Traduisez en anglais cette phrase de l'entretien sur les formations : « Après chaque module, les stagiaires passent une validation des acquis. »

- EXTRAIT FOURNI -
**********
MK : S’il fallait faire un hit parade des formations, quelles sont celles qui sont le plus demandées ?

B. B. : Tout d’abord, l’analyse des demandes et des besoins des entreprises et des professionnels a montré qu’il est de plus en plus difficile de faire suivre aux salariés et aux intermittents des formations longues. La moyenne, désormais, se situe plutôt sur des durées de 5 à 10 jours, hormis les formations de reconversion à un métier. Nous avons donc développé des modules de quelques jours qui peuvent se faire les uns après les autres, soit dans une même année, en trois fois, soit en s’échelonnant sur une durée de deux ans. Après chaque module, les stagiaires passent une validation des acquis. Il y a une douzaine de parcours, et ces CICP (certificat Ina de compétences professionnelles) remportent un large succès. Concernant nos formations et parcours CICP, Les objectifs de ces CICP sont de permettre à chacun d’acquérir des compétences attestées par un certificat au cours de formations ou de parcours de formation et aussi d’apporter des réponses opérantes en termes de métiers, de fonctions, d’activités ou de problématiques spécifiques.

Je dirais que s’il fallait dresser un hit parade des formations, ce sont sur la première marche les formations sur les nouvelles écritures, le transmedia, le web journalisme. Les formations sur le multi-canal ont connu une progression de + 18 % ! Le profil des stagiaires qui sollicitent ces formations est celui de producteur, réalisateur, journaliste. Nous avons ainsi créé spécifiquement un module e-learning dont le thème est les nouveaux formats de narration interactive qui comprend une formation /conférence d’une heure et demie pour un public d’une cinquantaine de journalistes, afin de comprendre l’émergence et les évolutions des divers formats de narration interactive, d’explorer les formats longs et de dégager une synthèse de ce benchmark. Afin d’optimiser le temps de cette formation, nous avons rendu accessible, durant un mois à l’ensemble des participants, un module e-learning « Introduction aux nouvelles formes de narration : Comment le web et les nouvelles technologies ont bouleversé les narrations, qu’elles soient journalistiques, documentaires ou de fiction ? » Les spécificités de ce module ont été la durée de consultation en ligne de 45 min, des contenus multimédia : texte + vidéo introductive et conclusive, et un récapitulatif des notions importantes et quizz d’autoévaluation.
**********
- INFORMATIONS AFFICHÉES -
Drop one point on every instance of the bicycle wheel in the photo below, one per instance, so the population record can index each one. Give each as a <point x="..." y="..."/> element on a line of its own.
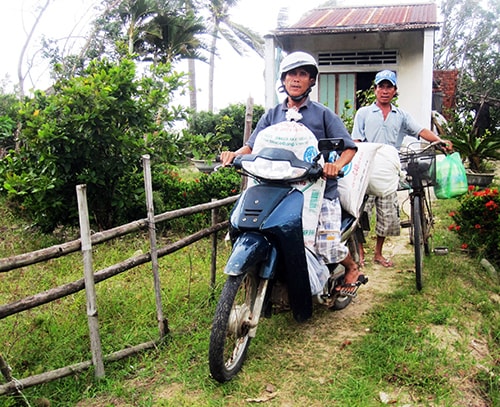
<point x="418" y="239"/>
<point x="229" y="339"/>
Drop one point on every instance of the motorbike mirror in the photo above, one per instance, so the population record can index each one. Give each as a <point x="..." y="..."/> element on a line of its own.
<point x="330" y="144"/>
<point x="327" y="145"/>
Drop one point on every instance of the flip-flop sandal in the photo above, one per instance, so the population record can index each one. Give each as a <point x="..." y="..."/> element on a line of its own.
<point x="384" y="263"/>
<point x="344" y="287"/>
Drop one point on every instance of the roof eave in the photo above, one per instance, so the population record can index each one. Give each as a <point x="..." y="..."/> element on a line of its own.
<point x="356" y="29"/>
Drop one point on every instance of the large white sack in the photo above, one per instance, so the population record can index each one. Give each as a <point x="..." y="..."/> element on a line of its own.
<point x="385" y="172"/>
<point x="352" y="187"/>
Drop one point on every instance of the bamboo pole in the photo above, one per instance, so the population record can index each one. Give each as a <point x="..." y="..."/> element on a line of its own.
<point x="213" y="263"/>
<point x="148" y="186"/>
<point x="101" y="275"/>
<point x="26" y="259"/>
<point x="95" y="339"/>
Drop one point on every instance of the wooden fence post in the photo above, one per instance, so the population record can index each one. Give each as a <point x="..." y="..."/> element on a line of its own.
<point x="213" y="264"/>
<point x="148" y="186"/>
<point x="95" y="340"/>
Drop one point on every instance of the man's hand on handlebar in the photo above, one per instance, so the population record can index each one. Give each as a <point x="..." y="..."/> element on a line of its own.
<point x="331" y="170"/>
<point x="446" y="146"/>
<point x="227" y="157"/>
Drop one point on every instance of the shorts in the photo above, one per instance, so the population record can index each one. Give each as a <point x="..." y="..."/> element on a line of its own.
<point x="328" y="236"/>
<point x="387" y="214"/>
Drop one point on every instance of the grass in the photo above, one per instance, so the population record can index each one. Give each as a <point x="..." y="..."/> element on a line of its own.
<point x="437" y="347"/>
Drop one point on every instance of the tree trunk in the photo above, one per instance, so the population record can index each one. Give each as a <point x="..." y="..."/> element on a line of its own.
<point x="211" y="71"/>
<point x="192" y="84"/>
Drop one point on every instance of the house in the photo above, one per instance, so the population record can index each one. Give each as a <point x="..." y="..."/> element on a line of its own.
<point x="351" y="44"/>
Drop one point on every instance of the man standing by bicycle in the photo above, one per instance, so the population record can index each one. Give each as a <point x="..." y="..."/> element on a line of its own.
<point x="382" y="122"/>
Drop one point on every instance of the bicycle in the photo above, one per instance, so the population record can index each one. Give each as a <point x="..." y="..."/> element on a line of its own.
<point x="420" y="166"/>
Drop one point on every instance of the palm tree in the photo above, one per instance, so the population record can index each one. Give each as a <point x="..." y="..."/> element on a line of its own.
<point x="171" y="35"/>
<point x="236" y="35"/>
<point x="135" y="14"/>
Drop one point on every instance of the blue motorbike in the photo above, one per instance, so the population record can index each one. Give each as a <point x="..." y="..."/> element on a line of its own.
<point x="268" y="265"/>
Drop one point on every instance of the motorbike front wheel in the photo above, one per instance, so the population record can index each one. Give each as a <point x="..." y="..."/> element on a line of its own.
<point x="234" y="318"/>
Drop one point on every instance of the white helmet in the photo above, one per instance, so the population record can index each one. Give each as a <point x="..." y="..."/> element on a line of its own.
<point x="299" y="59"/>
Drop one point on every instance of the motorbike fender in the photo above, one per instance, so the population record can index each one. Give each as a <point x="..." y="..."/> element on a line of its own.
<point x="249" y="249"/>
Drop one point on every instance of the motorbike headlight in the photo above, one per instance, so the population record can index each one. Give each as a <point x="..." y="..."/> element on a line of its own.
<point x="273" y="169"/>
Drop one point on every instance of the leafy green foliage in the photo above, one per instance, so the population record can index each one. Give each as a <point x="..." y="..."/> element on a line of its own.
<point x="91" y="130"/>
<point x="172" y="192"/>
<point x="477" y="222"/>
<point x="229" y="120"/>
<point x="477" y="148"/>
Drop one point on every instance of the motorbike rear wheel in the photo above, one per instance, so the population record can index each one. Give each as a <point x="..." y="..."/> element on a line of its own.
<point x="229" y="339"/>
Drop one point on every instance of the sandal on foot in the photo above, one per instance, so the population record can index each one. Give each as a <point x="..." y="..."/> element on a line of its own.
<point x="346" y="288"/>
<point x="384" y="262"/>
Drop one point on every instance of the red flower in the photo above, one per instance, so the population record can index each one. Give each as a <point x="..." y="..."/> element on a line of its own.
<point x="491" y="205"/>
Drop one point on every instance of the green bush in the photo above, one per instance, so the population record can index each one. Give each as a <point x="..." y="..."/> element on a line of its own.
<point x="477" y="222"/>
<point x="93" y="130"/>
<point x="174" y="193"/>
<point x="232" y="120"/>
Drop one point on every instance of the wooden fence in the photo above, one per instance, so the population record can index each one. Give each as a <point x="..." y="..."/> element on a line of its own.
**********
- RÉSULTAT ATTENDU -
After each module, the trainees undergo an assessment of the skills they have acquired.